● **WRITTEN TASK**: Can you reproduce the material word for word, from the line with "Where can the forested" to the line with "point(285, 209)", including both of those lines and nothing else?

◆ ◆ ◆ ◆ ◆

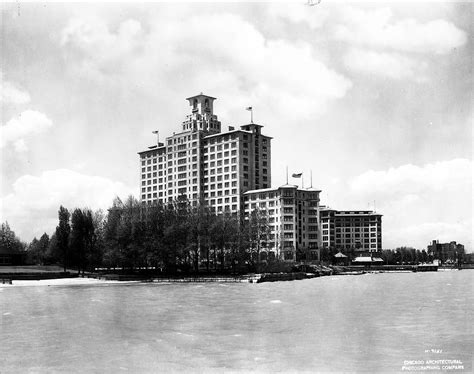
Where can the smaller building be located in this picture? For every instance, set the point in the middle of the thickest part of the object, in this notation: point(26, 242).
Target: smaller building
point(351, 231)
point(446, 252)
point(294, 232)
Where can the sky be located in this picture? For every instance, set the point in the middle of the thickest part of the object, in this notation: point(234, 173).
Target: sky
point(374, 100)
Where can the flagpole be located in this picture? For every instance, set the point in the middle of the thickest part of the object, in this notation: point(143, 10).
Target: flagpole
point(157, 136)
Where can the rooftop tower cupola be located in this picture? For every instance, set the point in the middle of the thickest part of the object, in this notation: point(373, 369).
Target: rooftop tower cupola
point(201, 103)
point(202, 115)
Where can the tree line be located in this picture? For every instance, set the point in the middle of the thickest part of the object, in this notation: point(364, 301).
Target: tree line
point(173, 237)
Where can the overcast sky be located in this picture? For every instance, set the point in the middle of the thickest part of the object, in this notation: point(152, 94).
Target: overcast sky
point(375, 99)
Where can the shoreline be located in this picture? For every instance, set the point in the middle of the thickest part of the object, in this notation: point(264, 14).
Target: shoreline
point(254, 278)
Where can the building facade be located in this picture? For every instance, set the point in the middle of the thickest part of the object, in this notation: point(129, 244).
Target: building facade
point(294, 231)
point(230, 171)
point(357, 231)
point(202, 164)
point(446, 252)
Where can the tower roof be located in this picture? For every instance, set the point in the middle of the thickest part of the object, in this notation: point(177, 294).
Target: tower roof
point(199, 96)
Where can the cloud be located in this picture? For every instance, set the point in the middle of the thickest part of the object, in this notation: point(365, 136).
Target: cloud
point(9, 94)
point(218, 53)
point(299, 12)
point(28, 123)
point(390, 65)
point(31, 208)
point(376, 29)
point(420, 203)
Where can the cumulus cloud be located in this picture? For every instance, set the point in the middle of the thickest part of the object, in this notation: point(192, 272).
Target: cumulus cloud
point(10, 94)
point(220, 53)
point(299, 12)
point(420, 203)
point(390, 65)
point(377, 29)
point(28, 123)
point(31, 208)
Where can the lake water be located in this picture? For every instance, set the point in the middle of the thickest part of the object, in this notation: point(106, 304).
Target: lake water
point(366, 323)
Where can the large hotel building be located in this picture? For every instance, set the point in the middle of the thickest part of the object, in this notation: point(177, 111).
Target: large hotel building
point(231, 171)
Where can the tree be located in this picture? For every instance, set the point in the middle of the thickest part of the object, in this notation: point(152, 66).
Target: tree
point(82, 237)
point(8, 240)
point(258, 231)
point(62, 234)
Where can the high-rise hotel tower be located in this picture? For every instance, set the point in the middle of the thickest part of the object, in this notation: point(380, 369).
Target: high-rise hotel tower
point(205, 165)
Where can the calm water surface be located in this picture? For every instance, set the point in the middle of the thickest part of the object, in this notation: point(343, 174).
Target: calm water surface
point(367, 323)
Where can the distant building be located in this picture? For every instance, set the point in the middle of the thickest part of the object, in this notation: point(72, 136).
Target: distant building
point(351, 231)
point(293, 220)
point(205, 165)
point(446, 252)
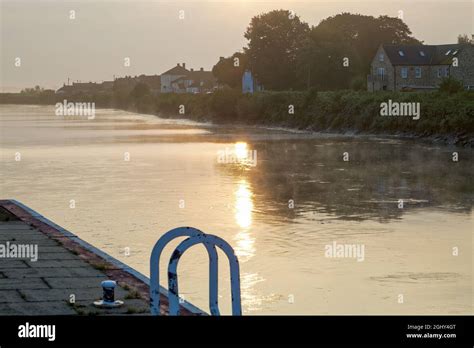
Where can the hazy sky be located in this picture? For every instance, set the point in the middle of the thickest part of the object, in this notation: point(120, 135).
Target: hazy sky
point(92, 47)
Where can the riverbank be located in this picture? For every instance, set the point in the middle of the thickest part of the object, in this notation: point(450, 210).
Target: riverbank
point(442, 117)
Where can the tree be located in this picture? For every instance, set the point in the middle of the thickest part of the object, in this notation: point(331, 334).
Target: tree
point(275, 39)
point(229, 70)
point(350, 38)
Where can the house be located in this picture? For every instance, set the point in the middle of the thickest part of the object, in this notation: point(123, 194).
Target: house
point(127, 84)
point(171, 75)
point(249, 83)
point(420, 67)
point(181, 80)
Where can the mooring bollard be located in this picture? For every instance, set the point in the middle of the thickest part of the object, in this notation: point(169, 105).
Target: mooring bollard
point(108, 295)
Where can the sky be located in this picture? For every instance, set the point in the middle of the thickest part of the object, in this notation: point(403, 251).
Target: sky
point(154, 36)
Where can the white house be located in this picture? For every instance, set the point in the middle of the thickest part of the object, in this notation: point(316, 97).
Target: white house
point(249, 83)
point(171, 75)
point(181, 80)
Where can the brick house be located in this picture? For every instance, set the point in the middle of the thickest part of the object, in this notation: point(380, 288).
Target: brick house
point(420, 67)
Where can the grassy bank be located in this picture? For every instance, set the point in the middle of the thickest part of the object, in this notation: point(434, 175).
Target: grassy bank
point(441, 114)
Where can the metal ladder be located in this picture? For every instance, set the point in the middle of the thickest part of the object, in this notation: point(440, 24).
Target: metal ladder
point(210, 242)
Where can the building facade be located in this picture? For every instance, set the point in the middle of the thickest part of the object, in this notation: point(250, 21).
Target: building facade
point(420, 67)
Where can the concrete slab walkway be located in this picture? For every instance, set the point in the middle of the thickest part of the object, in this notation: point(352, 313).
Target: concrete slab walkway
point(65, 279)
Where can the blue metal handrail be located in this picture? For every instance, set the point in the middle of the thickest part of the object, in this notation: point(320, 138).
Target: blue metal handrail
point(155, 268)
point(195, 237)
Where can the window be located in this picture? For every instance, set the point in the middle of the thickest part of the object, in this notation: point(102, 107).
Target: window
point(404, 73)
point(446, 71)
point(381, 72)
point(418, 72)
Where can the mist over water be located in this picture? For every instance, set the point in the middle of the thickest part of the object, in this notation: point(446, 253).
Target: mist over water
point(278, 215)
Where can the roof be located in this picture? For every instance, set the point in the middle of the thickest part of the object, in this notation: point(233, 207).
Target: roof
point(177, 70)
point(422, 54)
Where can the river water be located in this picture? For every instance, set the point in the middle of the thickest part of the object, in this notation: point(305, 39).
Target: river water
point(282, 199)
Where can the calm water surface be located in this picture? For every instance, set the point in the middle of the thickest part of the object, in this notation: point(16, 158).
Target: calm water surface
point(278, 215)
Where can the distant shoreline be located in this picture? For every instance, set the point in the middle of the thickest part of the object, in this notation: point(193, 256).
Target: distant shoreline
point(445, 118)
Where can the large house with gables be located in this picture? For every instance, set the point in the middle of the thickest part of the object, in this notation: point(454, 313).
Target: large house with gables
point(420, 67)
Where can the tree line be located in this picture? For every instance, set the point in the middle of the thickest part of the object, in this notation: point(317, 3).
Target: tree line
point(285, 53)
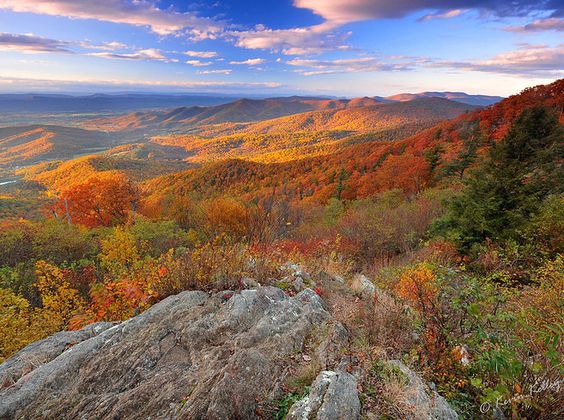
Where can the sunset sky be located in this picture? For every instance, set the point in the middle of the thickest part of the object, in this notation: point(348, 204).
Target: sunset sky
point(334, 47)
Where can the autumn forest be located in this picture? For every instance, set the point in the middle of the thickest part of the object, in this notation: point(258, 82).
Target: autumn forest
point(453, 211)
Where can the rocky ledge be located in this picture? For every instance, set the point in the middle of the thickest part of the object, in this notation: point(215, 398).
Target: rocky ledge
point(190, 356)
point(195, 355)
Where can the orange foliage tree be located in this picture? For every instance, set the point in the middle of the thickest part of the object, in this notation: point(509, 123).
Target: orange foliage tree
point(101, 200)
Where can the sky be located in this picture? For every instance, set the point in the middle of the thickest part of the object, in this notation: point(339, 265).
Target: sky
point(280, 47)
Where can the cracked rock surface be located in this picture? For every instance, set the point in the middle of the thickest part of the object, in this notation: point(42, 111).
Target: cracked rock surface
point(333, 396)
point(190, 356)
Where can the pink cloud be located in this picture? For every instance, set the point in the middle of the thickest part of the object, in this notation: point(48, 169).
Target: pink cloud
point(131, 12)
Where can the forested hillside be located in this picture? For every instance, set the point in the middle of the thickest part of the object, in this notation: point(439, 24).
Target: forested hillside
point(457, 230)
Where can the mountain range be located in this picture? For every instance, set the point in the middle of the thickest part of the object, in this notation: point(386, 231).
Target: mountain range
point(129, 102)
point(271, 129)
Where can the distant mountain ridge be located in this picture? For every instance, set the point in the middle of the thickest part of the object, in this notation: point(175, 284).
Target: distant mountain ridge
point(31, 144)
point(252, 110)
point(129, 102)
point(479, 100)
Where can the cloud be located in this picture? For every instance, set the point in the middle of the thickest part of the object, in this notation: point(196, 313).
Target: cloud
point(151, 54)
point(104, 46)
point(353, 65)
point(16, 83)
point(215, 71)
point(201, 54)
point(548, 24)
point(198, 63)
point(250, 61)
point(30, 43)
point(357, 10)
point(132, 12)
point(529, 60)
point(295, 41)
point(442, 15)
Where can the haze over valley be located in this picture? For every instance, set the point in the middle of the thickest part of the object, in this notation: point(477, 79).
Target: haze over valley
point(285, 209)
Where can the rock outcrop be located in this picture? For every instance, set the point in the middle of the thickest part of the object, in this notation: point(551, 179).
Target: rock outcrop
point(430, 405)
point(190, 356)
point(333, 396)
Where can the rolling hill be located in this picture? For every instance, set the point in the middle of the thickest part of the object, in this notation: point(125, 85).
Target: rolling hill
point(312, 133)
point(242, 110)
point(364, 169)
point(31, 144)
point(252, 110)
point(479, 100)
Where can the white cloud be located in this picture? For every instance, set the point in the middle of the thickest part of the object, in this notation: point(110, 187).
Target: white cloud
point(442, 15)
point(131, 12)
point(528, 60)
point(343, 11)
point(201, 54)
point(352, 65)
point(30, 43)
point(295, 41)
point(215, 71)
point(15, 84)
point(198, 63)
point(548, 24)
point(104, 46)
point(250, 61)
point(151, 54)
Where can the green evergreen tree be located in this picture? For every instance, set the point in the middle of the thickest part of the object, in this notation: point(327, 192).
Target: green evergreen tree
point(508, 189)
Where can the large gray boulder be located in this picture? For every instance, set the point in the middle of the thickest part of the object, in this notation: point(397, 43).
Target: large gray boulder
point(430, 405)
point(333, 396)
point(43, 351)
point(190, 356)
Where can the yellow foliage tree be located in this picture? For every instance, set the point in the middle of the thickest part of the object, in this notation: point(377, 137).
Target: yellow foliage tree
point(60, 301)
point(119, 252)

◆ ◆ ◆ ◆ ◆

● **SOLUTION TO THE EXERCISE**:
Where can the forested hillside be located in this picture? For every instance, set the point in the middle of the thickest part of the object, in this notation: point(439, 24).
Target: forested hillside
point(457, 230)
Where can the mountain range be located in this picture? For every instance, set the point in the middle of the thickest part of the object, in this notation: point(386, 231).
Target: mountain range
point(129, 102)
point(271, 129)
Where can the distant mountain ridge be located in this picture? For every instance, set the point in the middle of the thickest part of the object, in this notation: point(175, 284).
Target: distant mountain ridge
point(31, 144)
point(252, 110)
point(129, 102)
point(479, 100)
Where can the cloud be located in this picture? For every instance, set the point in the middle of the thickest part of the object, in this notation: point(196, 313).
Target: cloud
point(151, 54)
point(104, 46)
point(353, 65)
point(16, 83)
point(215, 71)
point(201, 54)
point(548, 24)
point(198, 63)
point(250, 61)
point(30, 43)
point(357, 10)
point(132, 12)
point(529, 60)
point(295, 41)
point(442, 15)
Where can the haze over valley be located in this picture? For every instance, set the point in the middle of the thickest part of the object, in this notation: point(477, 79).
Target: haze over valley
point(285, 209)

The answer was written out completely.